- _Texte de lecture_
Ce qui est moins connu, c’est que Kobanê est, avec Efrîn et Cizîrê, l’un des trois cantons kurdes disjoints les uns des autres, qui forment la province du Rojava (région kurde de l’ouest de la Syrie). Et que les populations qui forment ce territoire laissé à l’abandon par le pouvoir syrien déstabilisé et par l’administration syrienne, s’organisent pour le faire vivre. L’originalité de cette organisation ?
Une tentative de construire un système d’auto-gouvernement fondé sur des bases laïques orienté vers plus de démocratie et de justice sociale avec une prise en compte de la diversité des groupes ethniques et/ou religieux qui peuplent ce territoire (Kurdes, bien sûr, mais aussi Arabes, Turkmènes, Assyriens, Chaldéens, Arméniens, Tchéchènes, Yezidis, chrétiens, musulmans, syriaques…..)

- _Consigne_
Dites si chacune des affirmations suivantes concorde avec le texte sur le Rojava. Répondez par oui ou non en citant les mots décisifs du texte.
1. Kobanê fait partie des trois cantons kurdes qui forment le Rojava.
2. Les trois cantons kurdes du Rojava sont reliés les uns aux autres.
3. Le système d’auto-gouvernement repose sur des bases religieuses.
Appuyez-vous seulement sur le texte sur le Rojava.

- _Données fournies_
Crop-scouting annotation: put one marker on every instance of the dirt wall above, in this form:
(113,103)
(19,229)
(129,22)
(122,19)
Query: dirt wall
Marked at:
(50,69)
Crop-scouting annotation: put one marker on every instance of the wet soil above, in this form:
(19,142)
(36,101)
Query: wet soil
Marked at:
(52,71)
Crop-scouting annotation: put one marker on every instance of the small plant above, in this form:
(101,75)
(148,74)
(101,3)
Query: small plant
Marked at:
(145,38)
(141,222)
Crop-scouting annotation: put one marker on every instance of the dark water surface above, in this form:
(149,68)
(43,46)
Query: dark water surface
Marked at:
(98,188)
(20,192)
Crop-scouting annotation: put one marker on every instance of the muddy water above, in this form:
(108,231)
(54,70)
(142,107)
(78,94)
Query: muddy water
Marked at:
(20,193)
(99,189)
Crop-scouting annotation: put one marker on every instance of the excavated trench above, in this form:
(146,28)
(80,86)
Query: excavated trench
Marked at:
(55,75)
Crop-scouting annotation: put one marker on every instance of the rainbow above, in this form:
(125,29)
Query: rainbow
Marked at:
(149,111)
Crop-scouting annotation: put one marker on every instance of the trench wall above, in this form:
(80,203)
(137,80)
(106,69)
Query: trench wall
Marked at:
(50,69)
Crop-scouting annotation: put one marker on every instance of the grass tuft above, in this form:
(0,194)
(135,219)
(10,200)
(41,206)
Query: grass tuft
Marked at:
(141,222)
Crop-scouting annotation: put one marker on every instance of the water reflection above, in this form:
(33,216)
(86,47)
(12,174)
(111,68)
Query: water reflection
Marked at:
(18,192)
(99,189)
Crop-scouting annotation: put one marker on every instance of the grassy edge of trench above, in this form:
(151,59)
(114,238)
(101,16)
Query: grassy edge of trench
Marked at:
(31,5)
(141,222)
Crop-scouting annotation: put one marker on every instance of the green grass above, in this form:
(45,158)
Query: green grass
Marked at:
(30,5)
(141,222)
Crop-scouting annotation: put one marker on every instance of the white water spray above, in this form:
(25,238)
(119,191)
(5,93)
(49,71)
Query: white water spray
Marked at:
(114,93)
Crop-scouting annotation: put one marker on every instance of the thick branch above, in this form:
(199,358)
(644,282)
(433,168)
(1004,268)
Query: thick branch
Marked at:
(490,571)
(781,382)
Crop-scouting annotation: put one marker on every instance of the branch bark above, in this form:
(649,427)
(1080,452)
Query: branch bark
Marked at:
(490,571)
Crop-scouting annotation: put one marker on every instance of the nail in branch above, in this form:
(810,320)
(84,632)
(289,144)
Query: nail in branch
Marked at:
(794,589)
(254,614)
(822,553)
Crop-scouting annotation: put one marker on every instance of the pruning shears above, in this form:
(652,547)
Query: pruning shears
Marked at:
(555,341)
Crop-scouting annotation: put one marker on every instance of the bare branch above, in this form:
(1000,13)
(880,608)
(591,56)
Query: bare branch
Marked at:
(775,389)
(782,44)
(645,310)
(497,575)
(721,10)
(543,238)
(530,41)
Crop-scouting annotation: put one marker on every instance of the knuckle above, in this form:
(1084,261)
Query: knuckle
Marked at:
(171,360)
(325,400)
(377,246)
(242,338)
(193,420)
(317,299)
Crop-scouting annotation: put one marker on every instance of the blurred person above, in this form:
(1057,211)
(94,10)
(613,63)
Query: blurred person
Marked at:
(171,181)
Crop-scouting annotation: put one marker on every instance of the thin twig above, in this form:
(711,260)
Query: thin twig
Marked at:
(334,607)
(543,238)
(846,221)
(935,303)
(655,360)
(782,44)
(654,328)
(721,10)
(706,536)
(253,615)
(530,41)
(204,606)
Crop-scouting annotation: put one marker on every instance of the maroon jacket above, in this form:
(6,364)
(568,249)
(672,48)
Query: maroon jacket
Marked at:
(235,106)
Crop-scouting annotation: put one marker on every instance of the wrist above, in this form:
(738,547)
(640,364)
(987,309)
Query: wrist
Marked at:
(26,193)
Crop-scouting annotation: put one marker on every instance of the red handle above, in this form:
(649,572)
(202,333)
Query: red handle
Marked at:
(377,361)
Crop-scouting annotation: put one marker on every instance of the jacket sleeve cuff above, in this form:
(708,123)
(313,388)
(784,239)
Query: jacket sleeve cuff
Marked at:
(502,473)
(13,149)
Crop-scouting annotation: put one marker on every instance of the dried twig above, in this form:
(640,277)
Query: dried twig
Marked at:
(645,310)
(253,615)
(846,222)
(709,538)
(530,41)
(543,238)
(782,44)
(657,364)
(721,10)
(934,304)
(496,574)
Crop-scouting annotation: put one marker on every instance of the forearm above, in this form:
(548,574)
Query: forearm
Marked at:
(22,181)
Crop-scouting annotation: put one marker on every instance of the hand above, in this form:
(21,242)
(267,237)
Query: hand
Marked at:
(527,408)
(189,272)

- _Corrigé_
1. Oui : « Kobanê est, avec Efrîn et Cizîrê, l’un des trois cantons kurdes »
2. Non : « disjoints les uns des autres »
3. Non : « fondé sur des bases laïques »